▶ TEXTO PARA LEER:
Chile y el rechazo permanente

El domingo Chile volvió a rechazar una nueva propuesta constitucional, la segunda en apenas dos años. Esta vez el texto no cayó con tanto estrépito como en septiembre de 2022, donde solo un 38% de la población votó a favor, pero el resultado no deja ninguna duda. 13 de las 16 regiones del país votaron en contra y más de un millón de votos y 10 puntos porcentuales separan a ambas opciones. Los chilenos no quieren esta constitución y su rechazo volvió a ser claro y contundente.

Ante esta situación, son muchas las preguntas que quedan abiertas. ¿Verdaderamente quiere Chile una nueva constitución? ¿Prefieren los chilenos el texto de 1980? ¿Qué es lo que ocurrirá con el proceso constituyente? Pero hay una cuestión más profunda que sobrevuela el panorama político, ¿cómo se ha llegado hasta este punto en un país que hace 4 años inundó las calles para pedir un proceso constituyente que terminara con la constitución de Pinochet?

Una de las explicaciones más populares que circulan estas semanas es que los republicanos han cometido los mismos errores que la mayoría progresista en la primera etapa del proceso. Según esta aproximación, la izquierda redactó en 2022 un texto partisano incapaz de generar consensos más allá de sus afines, y ahora la ultraderecha habría incurrido en el mismo error abocando la constitución al fracaso en esta segunda parte que se cerró ayer.

En mi opinión, esta hipótesis, aunque recoge algo del sentir general de los chilenos, se deja fuera buena parte de la historia, lo que puede llevar a conclusiones erróneas de cara al futuro. En primer lugar, equipara dos textos, y, sobre todo, dos procesos que no son comparables y que han generado sentimientos muy distintos en los chilenos. Y en segundo lugar, pone el foco en el lugar equivocado, el extremismo ideológico, en vez de dirigirlo al origen del problema: un profundo sentimiento antipolítico. Creo que un análisis más detenido sobre estos dos puntos da una imagen más completa sobre lo que ha ocurrido en Chile en los últimos cuatro años.

▶ DATOS SIN PROCESAR:
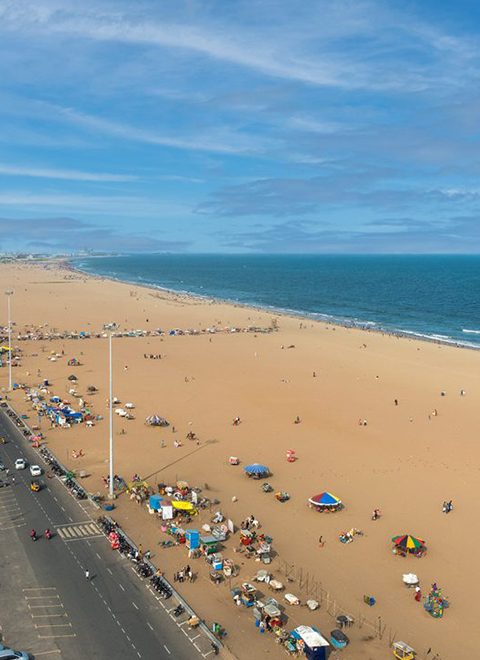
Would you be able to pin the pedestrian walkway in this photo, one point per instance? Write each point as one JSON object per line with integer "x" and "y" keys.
{"x": 79, "y": 531}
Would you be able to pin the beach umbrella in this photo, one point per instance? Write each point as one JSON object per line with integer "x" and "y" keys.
{"x": 256, "y": 468}
{"x": 407, "y": 542}
{"x": 325, "y": 499}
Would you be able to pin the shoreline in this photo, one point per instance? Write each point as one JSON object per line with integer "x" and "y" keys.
{"x": 420, "y": 401}
{"x": 365, "y": 326}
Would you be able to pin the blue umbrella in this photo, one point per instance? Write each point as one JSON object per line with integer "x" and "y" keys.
{"x": 257, "y": 468}
{"x": 325, "y": 499}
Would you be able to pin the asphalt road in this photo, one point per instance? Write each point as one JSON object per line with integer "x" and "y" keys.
{"x": 47, "y": 606}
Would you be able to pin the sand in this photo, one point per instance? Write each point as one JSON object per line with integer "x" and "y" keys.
{"x": 405, "y": 461}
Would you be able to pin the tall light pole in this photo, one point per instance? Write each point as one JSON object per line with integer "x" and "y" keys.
{"x": 9, "y": 294}
{"x": 111, "y": 419}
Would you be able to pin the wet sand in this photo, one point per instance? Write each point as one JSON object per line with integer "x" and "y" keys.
{"x": 405, "y": 461}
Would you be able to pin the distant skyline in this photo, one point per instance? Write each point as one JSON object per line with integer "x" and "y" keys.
{"x": 216, "y": 126}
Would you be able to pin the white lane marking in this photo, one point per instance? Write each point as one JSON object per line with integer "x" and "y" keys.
{"x": 47, "y": 652}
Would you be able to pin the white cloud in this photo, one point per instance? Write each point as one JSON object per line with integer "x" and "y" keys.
{"x": 303, "y": 50}
{"x": 128, "y": 205}
{"x": 67, "y": 175}
{"x": 224, "y": 142}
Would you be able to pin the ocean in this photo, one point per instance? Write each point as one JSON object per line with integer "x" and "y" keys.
{"x": 434, "y": 297}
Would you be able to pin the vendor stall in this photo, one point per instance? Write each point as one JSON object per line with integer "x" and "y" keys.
{"x": 310, "y": 642}
{"x": 257, "y": 471}
{"x": 407, "y": 544}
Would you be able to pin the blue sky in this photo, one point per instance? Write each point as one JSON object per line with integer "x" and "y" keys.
{"x": 235, "y": 126}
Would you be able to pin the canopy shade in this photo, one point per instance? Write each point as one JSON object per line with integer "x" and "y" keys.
{"x": 325, "y": 499}
{"x": 256, "y": 468}
{"x": 407, "y": 542}
{"x": 182, "y": 506}
{"x": 156, "y": 420}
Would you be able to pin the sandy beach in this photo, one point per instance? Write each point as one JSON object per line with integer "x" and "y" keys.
{"x": 405, "y": 461}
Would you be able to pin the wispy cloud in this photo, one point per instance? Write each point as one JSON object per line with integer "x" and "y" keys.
{"x": 119, "y": 205}
{"x": 66, "y": 175}
{"x": 265, "y": 48}
{"x": 224, "y": 141}
{"x": 54, "y": 234}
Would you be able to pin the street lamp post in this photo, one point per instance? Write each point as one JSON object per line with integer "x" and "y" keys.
{"x": 111, "y": 420}
{"x": 9, "y": 294}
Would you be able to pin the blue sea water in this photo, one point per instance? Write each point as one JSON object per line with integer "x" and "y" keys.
{"x": 430, "y": 296}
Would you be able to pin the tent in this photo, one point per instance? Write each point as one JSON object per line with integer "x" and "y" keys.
{"x": 316, "y": 647}
{"x": 156, "y": 420}
{"x": 325, "y": 499}
{"x": 257, "y": 470}
{"x": 180, "y": 505}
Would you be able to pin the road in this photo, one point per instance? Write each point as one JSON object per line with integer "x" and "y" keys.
{"x": 47, "y": 606}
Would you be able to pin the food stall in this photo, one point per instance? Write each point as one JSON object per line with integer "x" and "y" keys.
{"x": 307, "y": 640}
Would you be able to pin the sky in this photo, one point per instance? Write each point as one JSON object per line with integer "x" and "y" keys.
{"x": 233, "y": 126}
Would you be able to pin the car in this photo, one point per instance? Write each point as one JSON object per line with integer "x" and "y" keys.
{"x": 10, "y": 654}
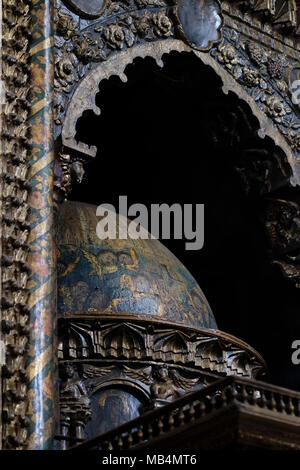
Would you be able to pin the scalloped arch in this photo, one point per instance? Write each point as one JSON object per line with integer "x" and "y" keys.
{"x": 84, "y": 96}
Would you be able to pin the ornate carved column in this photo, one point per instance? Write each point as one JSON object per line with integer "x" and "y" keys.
{"x": 42, "y": 283}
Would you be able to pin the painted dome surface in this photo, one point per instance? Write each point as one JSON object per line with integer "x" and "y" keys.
{"x": 115, "y": 275}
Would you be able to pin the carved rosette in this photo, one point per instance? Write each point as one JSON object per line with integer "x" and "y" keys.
{"x": 15, "y": 134}
{"x": 160, "y": 360}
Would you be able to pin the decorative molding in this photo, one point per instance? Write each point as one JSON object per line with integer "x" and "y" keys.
{"x": 123, "y": 337}
{"x": 282, "y": 224}
{"x": 15, "y": 134}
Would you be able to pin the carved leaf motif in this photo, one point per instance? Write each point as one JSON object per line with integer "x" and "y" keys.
{"x": 94, "y": 262}
{"x": 183, "y": 382}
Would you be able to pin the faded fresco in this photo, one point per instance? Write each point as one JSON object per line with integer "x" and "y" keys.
{"x": 135, "y": 276}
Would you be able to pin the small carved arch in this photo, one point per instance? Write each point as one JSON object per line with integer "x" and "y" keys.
{"x": 123, "y": 341}
{"x": 74, "y": 344}
{"x": 171, "y": 346}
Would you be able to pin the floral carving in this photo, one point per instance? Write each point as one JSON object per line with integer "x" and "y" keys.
{"x": 116, "y": 35}
{"x": 257, "y": 54}
{"x": 251, "y": 77}
{"x": 275, "y": 108}
{"x": 88, "y": 49}
{"x": 297, "y": 142}
{"x": 275, "y": 68}
{"x": 65, "y": 70}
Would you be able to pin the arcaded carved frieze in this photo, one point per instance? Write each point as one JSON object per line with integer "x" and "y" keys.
{"x": 15, "y": 140}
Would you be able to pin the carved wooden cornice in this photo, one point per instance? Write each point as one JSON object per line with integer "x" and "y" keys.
{"x": 242, "y": 413}
{"x": 152, "y": 358}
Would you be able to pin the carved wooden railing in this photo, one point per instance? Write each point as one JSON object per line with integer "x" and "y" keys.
{"x": 193, "y": 406}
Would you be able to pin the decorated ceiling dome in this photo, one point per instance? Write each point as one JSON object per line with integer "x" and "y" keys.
{"x": 122, "y": 275}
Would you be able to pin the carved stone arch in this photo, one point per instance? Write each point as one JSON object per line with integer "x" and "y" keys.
{"x": 76, "y": 342}
{"x": 84, "y": 96}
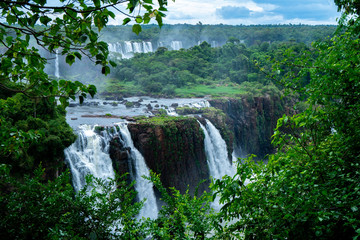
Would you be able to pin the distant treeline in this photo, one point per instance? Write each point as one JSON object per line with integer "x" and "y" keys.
{"x": 164, "y": 71}
{"x": 221, "y": 33}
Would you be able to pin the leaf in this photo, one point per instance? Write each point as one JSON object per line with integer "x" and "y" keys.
{"x": 138, "y": 19}
{"x": 70, "y": 59}
{"x": 78, "y": 55}
{"x": 105, "y": 70}
{"x": 159, "y": 20}
{"x": 81, "y": 99}
{"x": 136, "y": 28}
{"x": 113, "y": 64}
{"x": 126, "y": 21}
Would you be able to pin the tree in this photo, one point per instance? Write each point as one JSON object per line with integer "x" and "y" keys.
{"x": 310, "y": 187}
{"x": 70, "y": 28}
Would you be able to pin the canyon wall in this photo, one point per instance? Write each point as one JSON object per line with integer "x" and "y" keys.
{"x": 173, "y": 147}
{"x": 252, "y": 121}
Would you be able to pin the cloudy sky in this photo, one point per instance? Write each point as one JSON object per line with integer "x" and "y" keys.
{"x": 247, "y": 12}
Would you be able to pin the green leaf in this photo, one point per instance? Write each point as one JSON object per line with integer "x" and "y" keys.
{"x": 78, "y": 55}
{"x": 113, "y": 64}
{"x": 45, "y": 20}
{"x": 126, "y": 21}
{"x": 70, "y": 59}
{"x": 138, "y": 19}
{"x": 97, "y": 3}
{"x": 136, "y": 28}
{"x": 105, "y": 70}
{"x": 81, "y": 99}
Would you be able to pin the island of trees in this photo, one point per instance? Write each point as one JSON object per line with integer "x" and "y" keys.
{"x": 309, "y": 189}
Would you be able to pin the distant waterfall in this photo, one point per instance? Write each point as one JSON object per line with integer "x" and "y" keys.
{"x": 176, "y": 45}
{"x": 147, "y": 47}
{"x": 57, "y": 70}
{"x": 216, "y": 152}
{"x": 142, "y": 186}
{"x": 89, "y": 155}
{"x": 217, "y": 156}
{"x": 171, "y": 111}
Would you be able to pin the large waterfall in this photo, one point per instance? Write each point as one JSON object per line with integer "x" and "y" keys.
{"x": 57, "y": 68}
{"x": 143, "y": 187}
{"x": 216, "y": 152}
{"x": 90, "y": 155}
{"x": 128, "y": 48}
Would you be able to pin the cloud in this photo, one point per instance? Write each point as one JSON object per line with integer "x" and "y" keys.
{"x": 232, "y": 12}
{"x": 316, "y": 10}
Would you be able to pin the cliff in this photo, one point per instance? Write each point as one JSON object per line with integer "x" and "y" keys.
{"x": 252, "y": 121}
{"x": 173, "y": 147}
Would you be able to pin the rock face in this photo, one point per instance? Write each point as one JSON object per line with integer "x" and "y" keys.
{"x": 252, "y": 121}
{"x": 174, "y": 149}
{"x": 120, "y": 157}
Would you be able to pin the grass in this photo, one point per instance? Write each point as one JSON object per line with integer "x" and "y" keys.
{"x": 161, "y": 120}
{"x": 213, "y": 90}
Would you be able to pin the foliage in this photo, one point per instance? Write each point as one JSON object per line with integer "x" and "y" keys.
{"x": 182, "y": 216}
{"x": 32, "y": 131}
{"x": 199, "y": 71}
{"x": 66, "y": 28}
{"x": 34, "y": 209}
{"x": 309, "y": 189}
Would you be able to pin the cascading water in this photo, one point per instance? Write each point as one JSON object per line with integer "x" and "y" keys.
{"x": 142, "y": 186}
{"x": 217, "y": 156}
{"x": 89, "y": 155}
{"x": 128, "y": 47}
{"x": 216, "y": 152}
{"x": 137, "y": 47}
{"x": 147, "y": 46}
{"x": 57, "y": 69}
{"x": 176, "y": 45}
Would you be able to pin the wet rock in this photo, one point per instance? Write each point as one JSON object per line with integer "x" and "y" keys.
{"x": 174, "y": 149}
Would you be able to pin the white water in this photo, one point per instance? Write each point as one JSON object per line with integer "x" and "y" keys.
{"x": 176, "y": 45}
{"x": 217, "y": 156}
{"x": 216, "y": 152}
{"x": 143, "y": 187}
{"x": 57, "y": 70}
{"x": 171, "y": 111}
{"x": 89, "y": 155}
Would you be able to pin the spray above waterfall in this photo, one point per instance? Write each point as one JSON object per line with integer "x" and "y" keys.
{"x": 57, "y": 67}
{"x": 90, "y": 155}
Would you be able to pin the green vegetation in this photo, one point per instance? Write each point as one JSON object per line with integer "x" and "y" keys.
{"x": 310, "y": 187}
{"x": 230, "y": 70}
{"x": 308, "y": 190}
{"x": 160, "y": 120}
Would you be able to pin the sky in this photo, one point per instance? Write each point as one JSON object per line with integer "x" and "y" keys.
{"x": 248, "y": 12}
{"x": 245, "y": 12}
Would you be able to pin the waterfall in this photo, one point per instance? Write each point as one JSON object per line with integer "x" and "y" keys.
{"x": 147, "y": 47}
{"x": 176, "y": 45}
{"x": 217, "y": 156}
{"x": 89, "y": 155}
{"x": 57, "y": 70}
{"x": 128, "y": 47}
{"x": 137, "y": 47}
{"x": 216, "y": 152}
{"x": 142, "y": 186}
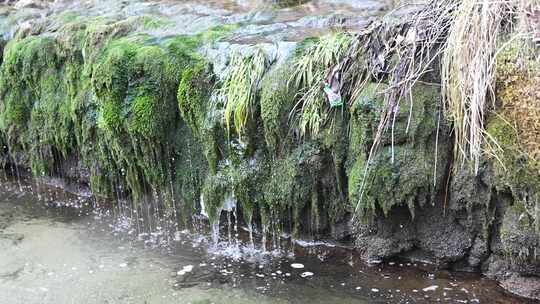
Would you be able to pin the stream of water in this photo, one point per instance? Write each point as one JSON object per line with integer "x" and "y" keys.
{"x": 56, "y": 248}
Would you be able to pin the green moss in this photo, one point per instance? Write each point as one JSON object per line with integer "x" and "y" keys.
{"x": 276, "y": 101}
{"x": 409, "y": 179}
{"x": 516, "y": 164}
{"x": 194, "y": 93}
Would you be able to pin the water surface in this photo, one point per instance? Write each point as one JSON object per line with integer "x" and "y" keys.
{"x": 54, "y": 248}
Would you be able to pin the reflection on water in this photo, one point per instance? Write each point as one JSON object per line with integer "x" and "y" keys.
{"x": 79, "y": 255}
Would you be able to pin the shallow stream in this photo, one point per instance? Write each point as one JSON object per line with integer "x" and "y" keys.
{"x": 77, "y": 254}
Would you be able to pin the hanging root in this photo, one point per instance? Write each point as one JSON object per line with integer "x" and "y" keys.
{"x": 460, "y": 37}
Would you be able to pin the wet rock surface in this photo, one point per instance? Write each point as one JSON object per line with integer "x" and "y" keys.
{"x": 91, "y": 256}
{"x": 128, "y": 58}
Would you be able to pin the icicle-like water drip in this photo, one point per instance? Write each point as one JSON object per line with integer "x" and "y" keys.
{"x": 214, "y": 230}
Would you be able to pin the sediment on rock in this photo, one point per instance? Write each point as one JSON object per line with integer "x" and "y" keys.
{"x": 297, "y": 136}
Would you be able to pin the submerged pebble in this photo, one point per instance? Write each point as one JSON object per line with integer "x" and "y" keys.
{"x": 185, "y": 270}
{"x": 306, "y": 274}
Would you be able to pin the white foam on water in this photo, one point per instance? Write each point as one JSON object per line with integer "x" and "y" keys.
{"x": 185, "y": 270}
{"x": 431, "y": 288}
{"x": 297, "y": 265}
{"x": 306, "y": 274}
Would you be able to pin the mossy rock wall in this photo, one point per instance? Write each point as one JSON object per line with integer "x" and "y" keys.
{"x": 143, "y": 119}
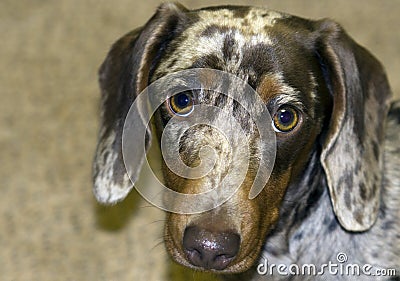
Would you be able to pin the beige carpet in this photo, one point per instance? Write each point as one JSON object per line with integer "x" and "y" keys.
{"x": 51, "y": 227}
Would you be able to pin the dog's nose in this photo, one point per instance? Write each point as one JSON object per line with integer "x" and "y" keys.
{"x": 210, "y": 250}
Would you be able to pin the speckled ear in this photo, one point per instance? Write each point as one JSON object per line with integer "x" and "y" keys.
{"x": 352, "y": 154}
{"x": 123, "y": 75}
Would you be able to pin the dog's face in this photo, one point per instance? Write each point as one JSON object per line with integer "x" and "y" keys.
{"x": 271, "y": 56}
{"x": 296, "y": 67}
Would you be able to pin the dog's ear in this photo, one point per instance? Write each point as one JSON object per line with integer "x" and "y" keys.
{"x": 352, "y": 154}
{"x": 123, "y": 75}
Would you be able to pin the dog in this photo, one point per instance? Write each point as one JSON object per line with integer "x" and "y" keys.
{"x": 333, "y": 196}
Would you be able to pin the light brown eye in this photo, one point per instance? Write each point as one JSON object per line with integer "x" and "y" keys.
{"x": 286, "y": 119}
{"x": 181, "y": 104}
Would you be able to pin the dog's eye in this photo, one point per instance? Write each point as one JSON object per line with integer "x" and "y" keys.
{"x": 285, "y": 119}
{"x": 181, "y": 104}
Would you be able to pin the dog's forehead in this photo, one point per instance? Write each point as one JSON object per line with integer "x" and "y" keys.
{"x": 247, "y": 42}
{"x": 223, "y": 33}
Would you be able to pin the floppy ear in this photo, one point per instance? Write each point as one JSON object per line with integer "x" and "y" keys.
{"x": 352, "y": 154}
{"x": 123, "y": 75}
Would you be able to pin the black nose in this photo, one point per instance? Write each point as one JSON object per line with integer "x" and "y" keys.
{"x": 210, "y": 250}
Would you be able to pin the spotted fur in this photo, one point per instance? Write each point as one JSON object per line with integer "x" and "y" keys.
{"x": 335, "y": 186}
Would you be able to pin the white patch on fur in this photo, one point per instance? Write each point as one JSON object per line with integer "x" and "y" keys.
{"x": 197, "y": 45}
{"x": 106, "y": 190}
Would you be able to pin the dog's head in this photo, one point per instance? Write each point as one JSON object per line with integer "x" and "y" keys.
{"x": 327, "y": 96}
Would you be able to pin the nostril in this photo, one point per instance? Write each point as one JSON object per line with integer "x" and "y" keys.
{"x": 210, "y": 250}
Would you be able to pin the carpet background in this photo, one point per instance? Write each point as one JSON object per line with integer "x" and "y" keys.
{"x": 51, "y": 226}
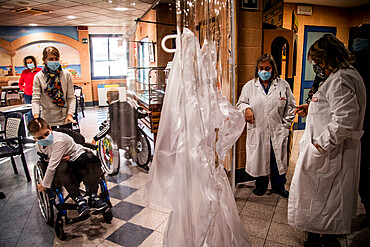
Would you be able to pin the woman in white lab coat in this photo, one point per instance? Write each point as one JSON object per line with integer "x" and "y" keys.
{"x": 268, "y": 104}
{"x": 323, "y": 193}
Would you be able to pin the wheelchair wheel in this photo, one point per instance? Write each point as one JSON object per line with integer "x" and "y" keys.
{"x": 44, "y": 201}
{"x": 108, "y": 216}
{"x": 143, "y": 151}
{"x": 108, "y": 153}
{"x": 59, "y": 231}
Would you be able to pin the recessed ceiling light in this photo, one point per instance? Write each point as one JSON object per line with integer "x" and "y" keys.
{"x": 121, "y": 9}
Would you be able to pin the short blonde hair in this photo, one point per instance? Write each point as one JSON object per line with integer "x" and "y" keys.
{"x": 113, "y": 94}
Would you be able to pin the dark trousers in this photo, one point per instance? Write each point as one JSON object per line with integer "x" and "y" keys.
{"x": 86, "y": 168}
{"x": 277, "y": 181}
{"x": 28, "y": 100}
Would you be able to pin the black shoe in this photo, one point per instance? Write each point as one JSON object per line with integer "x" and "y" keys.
{"x": 259, "y": 192}
{"x": 98, "y": 203}
{"x": 283, "y": 192}
{"x": 329, "y": 241}
{"x": 82, "y": 206}
{"x": 365, "y": 223}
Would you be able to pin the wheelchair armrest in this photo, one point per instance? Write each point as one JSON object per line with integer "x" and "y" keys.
{"x": 91, "y": 146}
{"x": 18, "y": 138}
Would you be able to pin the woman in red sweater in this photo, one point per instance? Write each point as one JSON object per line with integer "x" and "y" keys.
{"x": 26, "y": 81}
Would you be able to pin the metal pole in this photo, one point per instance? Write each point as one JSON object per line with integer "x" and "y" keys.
{"x": 233, "y": 93}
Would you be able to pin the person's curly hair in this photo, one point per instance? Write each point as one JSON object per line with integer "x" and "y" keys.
{"x": 331, "y": 53}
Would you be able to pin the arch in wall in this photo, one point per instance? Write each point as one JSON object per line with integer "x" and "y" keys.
{"x": 39, "y": 37}
{"x": 276, "y": 51}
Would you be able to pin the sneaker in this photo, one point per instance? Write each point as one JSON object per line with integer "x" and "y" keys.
{"x": 98, "y": 203}
{"x": 82, "y": 206}
{"x": 259, "y": 192}
{"x": 283, "y": 192}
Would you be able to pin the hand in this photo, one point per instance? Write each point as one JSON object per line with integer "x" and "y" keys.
{"x": 69, "y": 118}
{"x": 249, "y": 116}
{"x": 41, "y": 188}
{"x": 301, "y": 110}
{"x": 66, "y": 158}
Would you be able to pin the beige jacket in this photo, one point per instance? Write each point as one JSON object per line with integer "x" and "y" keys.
{"x": 52, "y": 113}
{"x": 62, "y": 145}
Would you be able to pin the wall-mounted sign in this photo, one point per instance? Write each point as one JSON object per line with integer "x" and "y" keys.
{"x": 249, "y": 4}
{"x": 151, "y": 53}
{"x": 273, "y": 12}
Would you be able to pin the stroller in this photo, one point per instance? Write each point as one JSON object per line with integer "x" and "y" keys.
{"x": 124, "y": 134}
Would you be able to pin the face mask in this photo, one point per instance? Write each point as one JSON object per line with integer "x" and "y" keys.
{"x": 30, "y": 65}
{"x": 53, "y": 65}
{"x": 264, "y": 75}
{"x": 360, "y": 45}
{"x": 47, "y": 141}
{"x": 320, "y": 72}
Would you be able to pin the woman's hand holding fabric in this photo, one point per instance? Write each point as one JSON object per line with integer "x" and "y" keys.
{"x": 301, "y": 110}
{"x": 249, "y": 116}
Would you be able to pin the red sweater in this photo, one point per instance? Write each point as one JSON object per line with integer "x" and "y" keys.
{"x": 26, "y": 80}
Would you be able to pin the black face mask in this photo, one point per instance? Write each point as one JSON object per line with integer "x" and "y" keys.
{"x": 320, "y": 72}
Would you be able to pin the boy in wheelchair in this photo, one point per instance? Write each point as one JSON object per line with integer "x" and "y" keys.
{"x": 68, "y": 161}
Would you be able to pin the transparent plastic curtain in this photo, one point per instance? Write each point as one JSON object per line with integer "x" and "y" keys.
{"x": 198, "y": 124}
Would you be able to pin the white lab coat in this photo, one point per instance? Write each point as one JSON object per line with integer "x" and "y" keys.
{"x": 274, "y": 114}
{"x": 323, "y": 193}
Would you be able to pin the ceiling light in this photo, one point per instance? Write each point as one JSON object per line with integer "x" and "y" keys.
{"x": 121, "y": 9}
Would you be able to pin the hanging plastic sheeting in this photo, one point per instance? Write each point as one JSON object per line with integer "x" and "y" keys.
{"x": 183, "y": 176}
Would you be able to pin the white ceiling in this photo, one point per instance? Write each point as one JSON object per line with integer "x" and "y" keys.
{"x": 102, "y": 13}
{"x": 86, "y": 12}
{"x": 333, "y": 3}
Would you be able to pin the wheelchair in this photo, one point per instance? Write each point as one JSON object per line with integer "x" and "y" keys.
{"x": 124, "y": 134}
{"x": 53, "y": 198}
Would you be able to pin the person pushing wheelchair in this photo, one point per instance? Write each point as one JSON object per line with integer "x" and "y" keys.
{"x": 67, "y": 162}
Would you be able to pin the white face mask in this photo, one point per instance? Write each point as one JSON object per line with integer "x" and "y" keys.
{"x": 30, "y": 65}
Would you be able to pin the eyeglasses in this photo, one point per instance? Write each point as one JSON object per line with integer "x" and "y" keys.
{"x": 267, "y": 68}
{"x": 43, "y": 136}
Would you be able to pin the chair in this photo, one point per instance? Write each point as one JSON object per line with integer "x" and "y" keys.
{"x": 80, "y": 99}
{"x": 12, "y": 144}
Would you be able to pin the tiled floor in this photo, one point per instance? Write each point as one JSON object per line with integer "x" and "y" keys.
{"x": 136, "y": 223}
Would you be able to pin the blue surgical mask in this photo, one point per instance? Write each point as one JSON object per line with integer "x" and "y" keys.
{"x": 30, "y": 65}
{"x": 53, "y": 65}
{"x": 264, "y": 75}
{"x": 360, "y": 45}
{"x": 47, "y": 141}
{"x": 320, "y": 72}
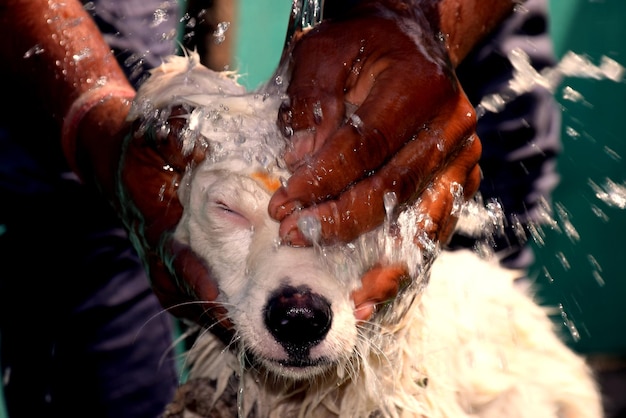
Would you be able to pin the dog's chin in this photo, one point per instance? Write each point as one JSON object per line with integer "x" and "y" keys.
{"x": 297, "y": 369}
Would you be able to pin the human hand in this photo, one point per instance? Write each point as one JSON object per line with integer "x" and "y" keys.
{"x": 370, "y": 115}
{"x": 152, "y": 167}
{"x": 144, "y": 191}
{"x": 412, "y": 130}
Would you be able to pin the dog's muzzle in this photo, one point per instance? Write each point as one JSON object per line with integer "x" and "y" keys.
{"x": 298, "y": 319}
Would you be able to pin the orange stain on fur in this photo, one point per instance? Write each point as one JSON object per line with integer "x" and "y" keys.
{"x": 271, "y": 183}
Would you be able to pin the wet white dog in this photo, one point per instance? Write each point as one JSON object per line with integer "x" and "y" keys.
{"x": 461, "y": 341}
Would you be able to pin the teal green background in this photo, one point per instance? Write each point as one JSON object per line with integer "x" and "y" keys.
{"x": 591, "y": 283}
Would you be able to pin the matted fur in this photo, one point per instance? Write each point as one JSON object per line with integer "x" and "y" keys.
{"x": 460, "y": 341}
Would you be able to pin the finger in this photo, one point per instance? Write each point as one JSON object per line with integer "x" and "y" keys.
{"x": 380, "y": 284}
{"x": 442, "y": 201}
{"x": 382, "y": 124}
{"x": 362, "y": 208}
{"x": 149, "y": 194}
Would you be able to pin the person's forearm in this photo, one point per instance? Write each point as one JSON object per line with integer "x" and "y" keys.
{"x": 57, "y": 48}
{"x": 462, "y": 23}
{"x": 57, "y": 53}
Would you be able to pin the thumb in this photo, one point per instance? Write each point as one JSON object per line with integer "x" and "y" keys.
{"x": 379, "y": 284}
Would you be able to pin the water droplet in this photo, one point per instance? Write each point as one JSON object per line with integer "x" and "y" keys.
{"x": 35, "y": 50}
{"x": 569, "y": 324}
{"x": 310, "y": 227}
{"x": 611, "y": 193}
{"x": 219, "y": 35}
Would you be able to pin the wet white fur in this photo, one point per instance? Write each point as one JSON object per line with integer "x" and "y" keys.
{"x": 465, "y": 343}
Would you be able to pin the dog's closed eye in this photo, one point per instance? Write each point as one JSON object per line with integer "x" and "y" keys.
{"x": 230, "y": 215}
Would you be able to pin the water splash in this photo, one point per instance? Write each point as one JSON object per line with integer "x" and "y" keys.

▶ ENUNCIADO DEL EJERCICIO:
Escribe la continuación del texto sobre el rechazo de Chile a las propuestas constitucionales, empezando justo después de su última oración.

▶ RESPUESTA ESCRITA:
La equiparación de los dos procesos como si fueran dos caras de la misma moneda ha sido algo bastante extendido en los últimos días que ha hecho olvidar algunas diferencias importantes para entender lo que ocurre hoy en Chile. La primera propuesta constitucional tuvo numerosos problemas, y de un proceso que partió lleno de ilusión se terminó con un órgano constituyente desprestigiado y con un texto que no consiguió generar adhesión entre la población. En esta etapa se pecó de un excesivo énfasis constituyente. Se venía de un momento caliente, de hipermovilización, y los constituyentes no supieron canalizar la gran cantidad de demandas y sentires en un texto que pudiera apelar a una mayoría social. Faltó organización y sobró ímpetu, y el heterogéneo bloque progresista, que aglutinaba desde representantes de movimientos ciudadanos hasta políticos experimentados, no fue capaz de armar un texto convincente.

A la sensación de caos y desorden que generaba el texto se le unieron los comportamientos vergonzosos de algunos de los diputados constituyentes que reprodujeron lo peor de la clase política chilena y terminaron provocando un profundo rechazo hacia la Convención Constitucional. Un coctel mortal que terminó haciendo naufragar el texto constitucional.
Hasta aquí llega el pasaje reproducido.